** Bitte vervollständigen **
(A) Welche wirtschaftlichen Integrationsstufen hat die heutige EU laut dem Textauszug durchlaufen? Nennen Sie alle in der dort genannten Reihenfolge.
(B) Schreiben Sie aus dem Textauszug die Passage von „Wirtschaftsintegration stellt einen“ bis einschließlich „die neuen Organe.“ wortgetreu ab.

** Textauszug **
──────────

Wirtschaftsintegration stellt einen wirtschaftlichen Zusammenschluss mehrerer Länder zur Förderung des zwischenstaatlichen Wirtschaftsverkehrs dar. Sie ist eine internationale Ordnungspolitik; deutlichstes Kennzeichen dieses Zusammenschlusses stellt die Schaffung einer (internationalen) Organisation mit eigenen Organen dar. Ausgangspunkt ist stets ein völkerrechtlicher Vertrag zwischen den beteiligten Mitgliedsstaaten. Im Idealfall übertragen die Akteure (Mitgliedstaaten) in dem Vertrag die für den betreffenden Integrationsschritt benötigten Kompetenzen (Themen, Aufgabenbereiche = sog. Politiken) auf die neuen Organe.

Wirtschaftsintegration kann global oder regional (bezogen auf eine benachbarte Staatengruppe) ausgerichtet sein. Die EU gilt weltweit als das erfolgreichste Modell regionaler Wirtschaftsintegration. Ab Gründung der Montanunion (EGKS) am 18. April 1951 hat die heutige EU seitdem verschiedene wirtschaftliche Integrationsstufen, beginnend als Freihandelszone, sodann ab 1. Juli 1968 Zollunion, nachfolgend Gemeinsamer Markt, später Binnenmarkt, danach in Teilen Wirtschaftsunion bis hin zur Währungsunion durchlaufen.

──────────

** Erfasste Daten **
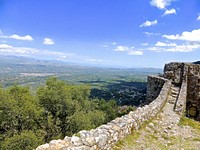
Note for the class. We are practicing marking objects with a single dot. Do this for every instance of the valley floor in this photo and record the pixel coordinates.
(168, 131)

──────────

** Lösungen **
(A) Freihandelszone, Zollunion, Gemeinsamer Markt, Binnenmarkt, Wirtschaftsunion (in Teilen), Währungsunion

(B)
Wirtschaftsintegration stellt einen wirtschaftlichen Zusammenschluss mehrerer Länder zur Förderung des zwischenstaatlichen Wirtschaftsverkehrs dar. Sie ist eine internationale Ordnungspolitik; deutlichstes Kennzeichen dieses Zusammenschlusses stellt die Schaffung einer (internationalen) Organisation mit eigenen Organen dar. Ausgangspunkt ist stets ein völkerrechtlicher Vertrag zwischen den beteiligten Mitgliedsstaaten. Im Idealfall übertragen die Akteure (Mitgliedstaaten) in dem Vertrag die für den betreffenden Integrationsschritt benötigten Kompetenzen (Themen, Aufgabenbereiche = sog. Politiken) auf die neuen Organe.